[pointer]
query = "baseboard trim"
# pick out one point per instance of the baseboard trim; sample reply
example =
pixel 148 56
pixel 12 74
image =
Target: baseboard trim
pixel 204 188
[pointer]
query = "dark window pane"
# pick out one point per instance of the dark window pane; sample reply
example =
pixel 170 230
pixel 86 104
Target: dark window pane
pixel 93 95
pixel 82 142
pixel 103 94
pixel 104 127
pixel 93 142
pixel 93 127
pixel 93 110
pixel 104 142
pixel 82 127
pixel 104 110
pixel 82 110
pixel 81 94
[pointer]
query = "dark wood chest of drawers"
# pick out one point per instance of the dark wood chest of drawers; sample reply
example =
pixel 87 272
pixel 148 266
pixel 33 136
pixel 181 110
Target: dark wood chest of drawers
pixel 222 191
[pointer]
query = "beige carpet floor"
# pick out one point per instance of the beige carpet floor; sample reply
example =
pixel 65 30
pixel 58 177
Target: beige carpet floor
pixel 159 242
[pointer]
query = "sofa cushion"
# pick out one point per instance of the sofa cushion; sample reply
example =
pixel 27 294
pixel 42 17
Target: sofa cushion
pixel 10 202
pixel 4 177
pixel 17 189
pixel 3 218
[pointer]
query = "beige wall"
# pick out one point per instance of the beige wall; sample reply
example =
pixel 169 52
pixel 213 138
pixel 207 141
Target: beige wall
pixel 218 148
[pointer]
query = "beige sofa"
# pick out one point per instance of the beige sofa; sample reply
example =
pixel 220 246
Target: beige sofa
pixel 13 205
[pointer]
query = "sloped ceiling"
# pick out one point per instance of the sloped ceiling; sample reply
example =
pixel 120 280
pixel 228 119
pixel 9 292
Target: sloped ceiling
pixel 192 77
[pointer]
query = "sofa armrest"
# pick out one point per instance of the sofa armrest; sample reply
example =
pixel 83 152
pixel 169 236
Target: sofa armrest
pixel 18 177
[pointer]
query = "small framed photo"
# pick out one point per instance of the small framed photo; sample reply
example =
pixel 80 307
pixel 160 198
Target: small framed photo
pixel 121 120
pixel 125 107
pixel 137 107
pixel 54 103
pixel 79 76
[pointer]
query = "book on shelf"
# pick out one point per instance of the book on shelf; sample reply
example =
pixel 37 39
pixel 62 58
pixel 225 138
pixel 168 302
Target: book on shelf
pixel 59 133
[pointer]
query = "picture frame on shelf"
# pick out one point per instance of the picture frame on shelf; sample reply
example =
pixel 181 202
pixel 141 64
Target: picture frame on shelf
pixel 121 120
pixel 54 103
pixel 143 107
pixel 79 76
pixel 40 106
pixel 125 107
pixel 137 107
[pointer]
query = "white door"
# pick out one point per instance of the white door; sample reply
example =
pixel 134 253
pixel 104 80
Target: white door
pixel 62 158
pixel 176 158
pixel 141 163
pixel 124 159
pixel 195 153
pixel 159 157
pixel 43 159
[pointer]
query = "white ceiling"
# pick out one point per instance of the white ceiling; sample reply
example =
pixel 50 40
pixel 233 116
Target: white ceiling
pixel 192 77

* * *

[Exercise requirements]
What is needed here is an exact reproduction of all the entries.

[Answer box]
[pointer]
query = "baseboard trim"
# pick out one point per instance of the baseboard trim; sample reply
example =
pixel 148 56
pixel 12 74
image =
Target: baseboard trim
pixel 204 188
[pointer]
query = "dark window pane"
# pick out one point per instance of the dark window pane; sample reply
example =
pixel 170 230
pixel 86 104
Target: dark window pane
pixel 93 95
pixel 82 142
pixel 103 94
pixel 104 127
pixel 93 142
pixel 93 127
pixel 93 110
pixel 104 142
pixel 82 127
pixel 104 110
pixel 82 110
pixel 81 94
[pointer]
query = "dark wood chest of drawers"
# pick out one point per instance of the dark wood chest of drawers; sample reply
example =
pixel 87 272
pixel 148 266
pixel 33 136
pixel 181 110
Target: dark wood chest of drawers
pixel 222 191
[pointer]
query = "beige carpet floor"
# pick out one point per instance of the beige carpet floor; sample reply
example =
pixel 65 30
pixel 58 177
Target: beige carpet floor
pixel 159 242
[pointer]
query = "sofa cushion"
# pick out one point per instance of the sofa cushion; sample reply
example =
pixel 27 294
pixel 42 17
Target: sofa cushion
pixel 10 202
pixel 4 177
pixel 17 189
pixel 3 218
[pointer]
query = "beige wall"
# pick out one point per instance of the beige wall; sample reply
example =
pixel 169 52
pixel 213 138
pixel 207 141
Target: beige wall
pixel 218 148
[pointer]
query = "beige sofa"
# pick out one point per instance of the beige sofa; sample reply
example =
pixel 220 246
Target: beige sofa
pixel 13 205
[pointer]
query = "sloped ceiling"
# pick out one point per instance of the sloped ceiling; sample reply
example =
pixel 120 280
pixel 228 119
pixel 9 292
Target: sloped ceiling
pixel 192 77
[pointer]
query = "sofa armrest"
# pick out one point per instance of the sofa armrest; sample reply
example =
pixel 83 152
pixel 169 236
Target: sofa armrest
pixel 18 177
[pointer]
query = "small framed photo"
# pick out one point per instance of the small framed photo; sample reply
example =
pixel 80 307
pixel 160 198
Target: small framed photo
pixel 121 120
pixel 125 107
pixel 137 107
pixel 54 103
pixel 79 76
[pointer]
query = "book on shelf"
# pick out one point per instance of the book on shelf; sample reply
example =
pixel 37 39
pixel 62 58
pixel 225 138
pixel 168 302
Target: book on shelf
pixel 59 133
[pointer]
query = "picture frame on shelf"
# pick out one point per instance of the picture frame on shelf; sample reply
example =
pixel 181 202
pixel 141 64
Target: picture frame on shelf
pixel 121 120
pixel 54 103
pixel 143 107
pixel 79 76
pixel 40 106
pixel 125 107
pixel 137 107
[pointer]
query = "white door"
# pick out one point per instance of the white door; sample reply
example =
pixel 134 253
pixel 104 80
Target: white door
pixel 62 158
pixel 176 158
pixel 141 163
pixel 124 159
pixel 195 153
pixel 159 157
pixel 43 159
[pointer]
query = "white ceiling"
# pick out one point per instance of the white ceiling; sample reply
example =
pixel 50 40
pixel 233 116
Target: white ceiling
pixel 192 77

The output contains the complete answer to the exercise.